--- TASKS AND EXERCISES ---
[1] According to the SWAT model abstract, which model parameter was used in the Monte-Carlo Simulation?
[2] In the records, rewrite the lines starting with the one containing "of the seeding" and going on through the one containing "M684 693L676 711L714", swapping "seeding cattail head" for "ripe cattail head" and leaving everything else unchanged.

This is not a peer-reviewed article.
Pp. 168-176 in Total Maximum Daily Load (TMDL) Environmental Regulations–II
Proceedings of the 8-12 November 2003 Conference (Albuquerque, New Mexico USA),
Publication Date 8 November 2003.
ASAE Publication Number 701P1503, ed. A. Saleh.
Stochastic Validation of SWAT Model
I. Chaubey1, T.A. Costello, K.L. White, and A.S. Cotter
Abstract. The Soil and Water Assessment Tool (SWAT) model was developed to be used in
ungaged watersheds where no measured watershed response data are available for model
calibration. The uncertainty associated with model parameters often limits the usability of
SWAT in ungaged watersheds. This uncertainty was studied using SWAT model to simulate
runoff from a small watershed in Northwest Arkansas (Moores Creek, Washington County). The
SWAT model was validated using a stochastic procedure which transformed parameter
uncertainty into model output uncertainty using probability density functions. A sensitivity
analysis was performed to identify the most sensitive model parameters for flow in an
agricultural watershed. A Monte-Carlo Simulation was performed using curve number (CN) as
the most sensitive model parameter to quantify uncertainty in model output. The results
indicated that model output uncertainty did indeed depend upon input parameter uncertainty. A
decision regarding model acceptability can be made by placing confidence intervals on model
output and using measured watershed response data and predetermined performance criteria on
the model.

--- MATERIALS PROVIDED ---

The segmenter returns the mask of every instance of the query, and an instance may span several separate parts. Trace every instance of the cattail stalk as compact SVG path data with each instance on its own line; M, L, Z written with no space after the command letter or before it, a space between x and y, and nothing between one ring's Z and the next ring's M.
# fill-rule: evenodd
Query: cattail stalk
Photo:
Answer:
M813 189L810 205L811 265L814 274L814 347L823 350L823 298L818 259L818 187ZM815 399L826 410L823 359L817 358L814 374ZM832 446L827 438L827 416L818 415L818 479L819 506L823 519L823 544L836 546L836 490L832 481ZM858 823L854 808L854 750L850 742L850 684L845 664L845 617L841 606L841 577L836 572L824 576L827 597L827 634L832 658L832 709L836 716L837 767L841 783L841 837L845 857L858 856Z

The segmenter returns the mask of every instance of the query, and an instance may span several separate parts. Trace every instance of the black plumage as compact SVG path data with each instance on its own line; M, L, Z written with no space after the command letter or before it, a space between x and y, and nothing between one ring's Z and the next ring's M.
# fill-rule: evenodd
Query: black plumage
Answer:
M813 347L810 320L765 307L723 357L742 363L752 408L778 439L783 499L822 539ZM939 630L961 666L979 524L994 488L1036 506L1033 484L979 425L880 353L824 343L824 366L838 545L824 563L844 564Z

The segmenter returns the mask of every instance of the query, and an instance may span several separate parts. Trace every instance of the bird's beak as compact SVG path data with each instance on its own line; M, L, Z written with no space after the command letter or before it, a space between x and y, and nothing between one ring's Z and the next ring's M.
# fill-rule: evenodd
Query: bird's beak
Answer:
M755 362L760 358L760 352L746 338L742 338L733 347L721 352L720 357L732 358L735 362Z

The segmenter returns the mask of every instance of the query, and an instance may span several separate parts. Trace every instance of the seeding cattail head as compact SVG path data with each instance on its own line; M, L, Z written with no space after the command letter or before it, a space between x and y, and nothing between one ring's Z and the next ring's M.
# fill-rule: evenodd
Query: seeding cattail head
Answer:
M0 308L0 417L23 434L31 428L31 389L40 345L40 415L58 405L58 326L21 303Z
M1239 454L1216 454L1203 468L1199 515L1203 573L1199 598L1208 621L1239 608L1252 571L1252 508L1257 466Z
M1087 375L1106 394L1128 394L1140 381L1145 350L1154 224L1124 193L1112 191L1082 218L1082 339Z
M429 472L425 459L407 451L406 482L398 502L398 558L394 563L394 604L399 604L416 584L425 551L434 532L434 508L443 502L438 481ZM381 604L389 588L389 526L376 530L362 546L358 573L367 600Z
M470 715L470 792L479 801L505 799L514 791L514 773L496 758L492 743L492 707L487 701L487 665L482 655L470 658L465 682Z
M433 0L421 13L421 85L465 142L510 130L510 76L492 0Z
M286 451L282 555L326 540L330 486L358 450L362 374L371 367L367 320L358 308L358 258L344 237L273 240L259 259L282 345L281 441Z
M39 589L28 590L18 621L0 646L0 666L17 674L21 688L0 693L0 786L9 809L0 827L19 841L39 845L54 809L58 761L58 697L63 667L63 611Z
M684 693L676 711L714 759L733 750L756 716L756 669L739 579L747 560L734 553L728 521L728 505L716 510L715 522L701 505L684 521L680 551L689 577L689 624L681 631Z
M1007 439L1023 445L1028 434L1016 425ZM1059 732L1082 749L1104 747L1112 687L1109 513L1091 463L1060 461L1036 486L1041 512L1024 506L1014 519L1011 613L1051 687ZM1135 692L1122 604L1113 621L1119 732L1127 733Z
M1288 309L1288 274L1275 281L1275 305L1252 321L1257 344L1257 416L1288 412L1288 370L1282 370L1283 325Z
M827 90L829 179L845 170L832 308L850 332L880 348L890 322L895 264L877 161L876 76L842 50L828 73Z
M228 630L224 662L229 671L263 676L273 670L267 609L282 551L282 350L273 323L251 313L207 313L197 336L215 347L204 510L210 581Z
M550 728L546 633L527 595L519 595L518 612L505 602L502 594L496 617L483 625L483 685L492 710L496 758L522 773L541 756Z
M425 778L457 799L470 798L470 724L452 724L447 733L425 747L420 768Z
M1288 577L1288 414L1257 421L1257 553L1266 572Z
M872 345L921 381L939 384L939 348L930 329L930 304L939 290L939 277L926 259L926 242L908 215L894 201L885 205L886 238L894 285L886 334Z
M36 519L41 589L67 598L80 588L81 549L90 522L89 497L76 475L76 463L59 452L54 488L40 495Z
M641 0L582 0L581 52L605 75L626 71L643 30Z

--- WORKED ANSWERS ---
[1] Curve number (CN).

[2]
The segmenter returns the mask of every instance of the query, and an instance may span several separate parts. Trace every instance of the ripe cattail head as compact SVG path data with each instance on its own line; M, L, Z written with no space after the command letter or before it, a space between x and y, and nothing between one ring's Z and the next ring's M.
# fill-rule: evenodd
Query: ripe cattail head
Answer:
M0 308L0 417L23 434L31 428L31 389L40 345L40 415L58 405L58 326L21 303Z
M1239 454L1216 454L1203 468L1199 515L1203 573L1199 598L1208 621L1239 608L1252 571L1252 508L1257 466Z
M1087 375L1106 394L1128 394L1140 381L1145 350L1154 224L1124 193L1112 191L1082 218L1082 339Z
M429 472L425 459L407 451L406 482L398 502L398 558L394 563L394 604L399 604L416 584L425 551L434 532L434 508L443 502L438 481ZM381 604L389 588L389 526L376 530L362 546L358 573L367 600Z
M470 715L470 792L479 801L505 799L514 791L514 773L496 758L492 743L492 707L487 701L487 665L482 655L470 658L465 682Z
M433 0L421 13L421 85L465 142L510 130L510 76L492 0Z
M286 451L282 555L326 540L330 486L358 450L362 374L371 367L367 320L358 308L358 258L344 237L273 240L259 259L282 345L281 441Z
M39 589L28 590L18 621L0 646L0 666L17 674L21 688L0 693L0 786L9 809L0 827L19 841L39 845L54 809L58 761L58 697L63 667L63 611Z
M684 693L676 711L714 759L733 750L756 716L756 669L739 579L747 560L734 553L728 521L728 505L716 510L715 522L701 505L684 521L680 551L689 577L689 624L681 631Z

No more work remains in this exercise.